## TASK GOAL:
All records are to be transcribed in full; any pictures among them are to be skipped.

(Photo-based referring expression data)
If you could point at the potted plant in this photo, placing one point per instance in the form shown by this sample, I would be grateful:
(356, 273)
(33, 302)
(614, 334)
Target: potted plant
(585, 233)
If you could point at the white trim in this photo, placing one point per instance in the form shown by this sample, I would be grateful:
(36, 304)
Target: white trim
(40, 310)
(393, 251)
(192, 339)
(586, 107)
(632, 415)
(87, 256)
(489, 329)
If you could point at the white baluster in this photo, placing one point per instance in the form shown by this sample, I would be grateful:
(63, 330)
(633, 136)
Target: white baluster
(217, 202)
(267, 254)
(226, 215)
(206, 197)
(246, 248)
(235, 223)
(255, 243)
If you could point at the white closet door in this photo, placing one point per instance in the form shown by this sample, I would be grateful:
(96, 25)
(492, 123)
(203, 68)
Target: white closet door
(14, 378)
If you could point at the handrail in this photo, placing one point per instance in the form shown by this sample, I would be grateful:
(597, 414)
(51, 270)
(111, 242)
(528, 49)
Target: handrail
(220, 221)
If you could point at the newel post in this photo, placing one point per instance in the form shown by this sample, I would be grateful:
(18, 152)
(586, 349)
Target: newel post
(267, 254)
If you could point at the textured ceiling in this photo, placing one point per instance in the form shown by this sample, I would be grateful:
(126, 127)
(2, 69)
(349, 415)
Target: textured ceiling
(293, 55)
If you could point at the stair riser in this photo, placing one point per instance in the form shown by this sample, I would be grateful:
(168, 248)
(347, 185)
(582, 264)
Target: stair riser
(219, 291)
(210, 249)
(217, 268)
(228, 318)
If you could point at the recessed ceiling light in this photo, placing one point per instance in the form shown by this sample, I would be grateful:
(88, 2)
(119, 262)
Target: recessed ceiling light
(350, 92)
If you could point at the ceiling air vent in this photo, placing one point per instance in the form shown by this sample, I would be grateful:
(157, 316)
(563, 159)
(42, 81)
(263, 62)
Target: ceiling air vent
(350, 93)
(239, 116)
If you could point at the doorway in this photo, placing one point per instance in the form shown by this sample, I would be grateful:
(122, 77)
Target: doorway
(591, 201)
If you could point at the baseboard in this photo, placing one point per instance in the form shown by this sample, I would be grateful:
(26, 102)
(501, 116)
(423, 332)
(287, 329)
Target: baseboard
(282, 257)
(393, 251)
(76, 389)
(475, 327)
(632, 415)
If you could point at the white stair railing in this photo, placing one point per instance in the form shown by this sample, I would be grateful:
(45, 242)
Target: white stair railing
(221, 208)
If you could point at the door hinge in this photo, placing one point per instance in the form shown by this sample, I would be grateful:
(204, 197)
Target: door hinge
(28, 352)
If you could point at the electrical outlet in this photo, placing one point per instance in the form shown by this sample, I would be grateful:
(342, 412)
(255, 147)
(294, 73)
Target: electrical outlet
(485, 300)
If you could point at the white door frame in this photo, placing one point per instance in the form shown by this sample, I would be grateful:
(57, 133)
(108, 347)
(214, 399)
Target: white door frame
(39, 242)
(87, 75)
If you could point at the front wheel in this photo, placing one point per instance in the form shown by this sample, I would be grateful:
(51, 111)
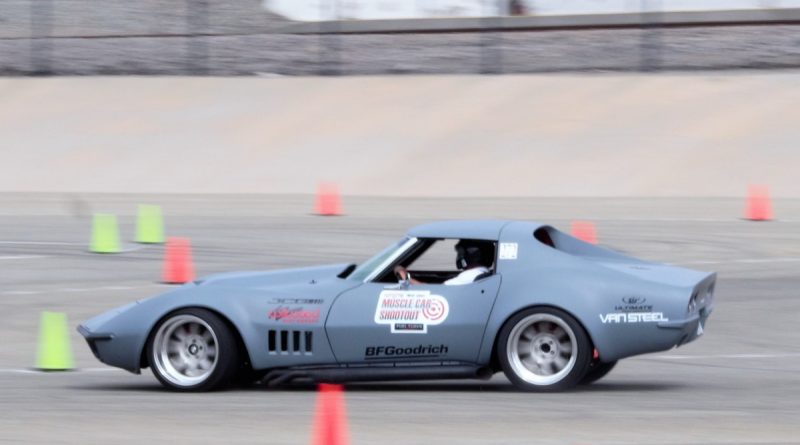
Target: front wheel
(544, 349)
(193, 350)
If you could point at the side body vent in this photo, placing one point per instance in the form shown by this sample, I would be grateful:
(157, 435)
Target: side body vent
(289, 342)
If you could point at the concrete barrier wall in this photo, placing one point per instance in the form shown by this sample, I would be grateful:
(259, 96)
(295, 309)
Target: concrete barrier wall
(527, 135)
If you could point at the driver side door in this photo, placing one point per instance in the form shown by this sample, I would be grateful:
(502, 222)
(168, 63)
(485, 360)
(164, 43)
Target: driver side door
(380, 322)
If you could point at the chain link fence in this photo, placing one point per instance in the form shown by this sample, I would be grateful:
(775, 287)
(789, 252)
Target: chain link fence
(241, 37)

## ANSWER TO THIS PROBLEM:
If you could point at the potted plant in this photo, placing one point per instance in the form shown by this sample, I would be grateful:
(356, 273)
(33, 302)
(614, 334)
Target: potted plant
(585, 233)
If you could point at the white trim in this photo, placing one point per instance in the form shown by this sample, I would be grateful:
(36, 304)
Target: white trim
(40, 310)
(393, 251)
(192, 339)
(586, 107)
(632, 415)
(87, 256)
(489, 329)
If you could point at the white baluster in this photo, placing one point per instance in the form shown by this sample, I would be grateful:
(63, 330)
(633, 136)
Target: white baluster
(217, 202)
(267, 254)
(226, 215)
(206, 197)
(246, 248)
(235, 223)
(255, 243)
If you could point at the white closet door in this photo, placing one point per instance in the form shown by this sample, I would be grateful:
(96, 25)
(492, 123)
(203, 68)
Target: white closet door
(14, 378)
If you could point at the handrail in this photo, placing one point per instance in the form shown by this sample, I would be grateful:
(597, 414)
(51, 270)
(111, 242)
(528, 49)
Target: handrail
(220, 221)
If you could point at the newel post in this photo, placing one point per instance in the form shown by this sample, I would be grateful:
(18, 152)
(586, 349)
Target: newel post
(267, 254)
If you could point at the textured ceiling in this photo, placing one point per instance in the form shown by this sample, I would be grateful:
(126, 127)
(2, 69)
(349, 415)
Target: textured ceiling
(293, 55)
If you could point at the stair riser in this photo, placing one point per instance in the form shown by this sample, I would be grateful:
(168, 248)
(347, 185)
(582, 264)
Target: stair riser
(219, 291)
(210, 249)
(217, 268)
(228, 318)
If you could point at the recessed ceiling light in this photo, placing one point per instance in the form shown by this sample, I would be grateful:
(88, 2)
(119, 262)
Target: recessed ceiling light
(350, 92)
If you could point at the ceiling air vent in this photo, placing one point per instance in the form shown by this sample, I would be grateful:
(157, 316)
(563, 159)
(42, 81)
(263, 62)
Target: ceiling air vent
(350, 93)
(239, 116)
If you could point at the doorway in this photo, placing one point per instance in the form shown by this sample, I would be grateful:
(122, 77)
Target: doorway
(591, 201)
If you could point at the baseboard in this photo, placing one point per instance in the form shown by this sample, I would be grateful:
(26, 102)
(501, 116)
(423, 332)
(287, 329)
Target: baseboard
(282, 257)
(393, 251)
(76, 389)
(475, 327)
(632, 415)
If you could point at the white stair railing in this photo, placing one point per instance in the form shown by this sample, I would be grateful:
(45, 242)
Target: white stair railing
(221, 208)
If you could point at the door hinge in this photo, placing one point per instance in the form shown by this sample, I would be grateful:
(204, 197)
Target: door hinge
(28, 352)
If you could point at the electrical outlet in this photo, placing one point per instance in the form shown by this sample, I would be grateful:
(342, 412)
(255, 147)
(294, 73)
Target: electrical outlet
(485, 300)
If you could point at the white door frame in this photo, placing one point per instance in the form shown by this sample, I would be grateful:
(57, 133)
(108, 347)
(214, 399)
Target: white door frame
(39, 242)
(87, 75)
If you could point at the front wheel in this photo, placing one point per instance in the form shown by this sample, I would be grateful:
(51, 111)
Target: front wheel
(544, 349)
(193, 350)
If you could point at the side body vent in this photo, placing one point per instance in the form shown by this sample, I would be grateful:
(157, 435)
Target: side body vent
(289, 342)
If you could point at the concrete barrier wall in this photo, placing one point per instance in the form shown by this sample, I would be grateful:
(259, 96)
(295, 309)
Target: concrete barrier wall
(527, 135)
If you could point at the driver side door in this photo, placing one point per instance in the form shown by this sample, I would be grateful:
(502, 222)
(168, 63)
(485, 360)
(164, 43)
Target: driver side door
(380, 322)
If you could point at the chain link fence in this photo, placing one point per instance in the form shown by this sample, I would be grateful:
(775, 287)
(789, 252)
Target: chain link fence
(241, 37)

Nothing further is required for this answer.